Set task
Format the lines below as a JSON list of strings with one string per line, leaving out any blank lines.

Data supplied

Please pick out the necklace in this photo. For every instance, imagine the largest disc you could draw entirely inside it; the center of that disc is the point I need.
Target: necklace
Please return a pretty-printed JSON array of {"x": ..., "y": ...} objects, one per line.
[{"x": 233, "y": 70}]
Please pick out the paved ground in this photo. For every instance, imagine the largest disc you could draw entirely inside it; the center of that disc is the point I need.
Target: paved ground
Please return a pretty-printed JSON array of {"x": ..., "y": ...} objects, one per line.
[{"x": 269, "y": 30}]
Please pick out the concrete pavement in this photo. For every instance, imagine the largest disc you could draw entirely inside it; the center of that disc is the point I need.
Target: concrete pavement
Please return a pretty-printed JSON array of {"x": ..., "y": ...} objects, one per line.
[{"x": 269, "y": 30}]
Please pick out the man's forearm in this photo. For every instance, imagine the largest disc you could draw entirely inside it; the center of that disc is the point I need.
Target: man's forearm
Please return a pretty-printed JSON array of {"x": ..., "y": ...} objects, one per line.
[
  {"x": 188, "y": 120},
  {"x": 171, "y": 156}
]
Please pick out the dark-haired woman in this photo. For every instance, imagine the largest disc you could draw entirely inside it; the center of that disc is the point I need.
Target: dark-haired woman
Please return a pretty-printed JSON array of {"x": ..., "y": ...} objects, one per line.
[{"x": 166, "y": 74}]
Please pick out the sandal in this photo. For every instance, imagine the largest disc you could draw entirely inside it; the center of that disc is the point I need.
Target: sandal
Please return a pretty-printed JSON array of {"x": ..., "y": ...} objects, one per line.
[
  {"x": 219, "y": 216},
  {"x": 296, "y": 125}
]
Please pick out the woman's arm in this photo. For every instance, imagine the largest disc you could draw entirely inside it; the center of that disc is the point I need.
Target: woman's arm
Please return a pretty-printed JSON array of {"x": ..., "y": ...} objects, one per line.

Result
[
  "Please pick out the necklace in this photo. For every instance, imagine the largest disc you could draw entirely inside it; the center of that disc is the point I need.",
  "Target: necklace",
  "Please return a pretty-printed JSON array of {\"x\": ..., \"y\": ...} objects, one per line.",
  "[{\"x\": 233, \"y\": 70}]",
  "Please pick out the paved ground in this photo. For every instance, imagine the largest disc you could draw entirely inside it; the center of that disc is the point I need.",
  "Target: paved ground",
  "Please return a pretty-printed JSON array of {\"x\": ..., \"y\": ...} objects, one per line.",
  "[{\"x\": 269, \"y\": 30}]",
  "Please pick out the concrete pavement in this photo. For every instance, imagine the largest disc you could draw entirely inside it; the center of that disc is the point I need.",
  "Target: concrete pavement",
  "Please return a pretty-printed JSON array of {\"x\": ..., \"y\": ...} objects, one per line.",
  "[{\"x\": 269, \"y\": 30}]",
  "Please pick out the man's forearm in this photo. For every instance, imagine the largest disc you could draw entirely inside it; the center of that disc is the point I need.",
  "Target: man's forearm",
  "Please return a pretty-printed JSON array of {\"x\": ..., \"y\": ...} objects, one per line.",
  "[",
  "  {\"x\": 188, \"y\": 120},",
  "  {\"x\": 171, \"y\": 156}",
  "]",
  "Please pick out the dark-haired woman in this photo. For every instance, imagine the largest disc you could draw entirely inside it; the center of that disc is the point I need.",
  "Target: dark-haired woman",
  "Please return a pretty-printed JSON array of {\"x\": ..., \"y\": ...} objects, one per line.",
  "[{\"x\": 166, \"y\": 74}]",
  "Please pick out the sandal in this photo. For every instance, imagine the largest disc you could draw entirely inside it; the center of that disc is the point I need.",
  "Target: sandal",
  "Please return a pretty-printed JSON array of {\"x\": ..., \"y\": ...} objects, one per line.",
  "[",
  "  {\"x\": 219, \"y\": 216},",
  "  {\"x\": 296, \"y\": 125}",
  "]",
  "Please pick out the woman's arm in this photo. For every instance, imagine the largest disc you could draw entirely inside it; the center of that disc is the point I need.",
  "Target: woman's arm",
  "Please return a pretty-printed JSON array of {\"x\": ..., \"y\": ...} objects, one per line."
]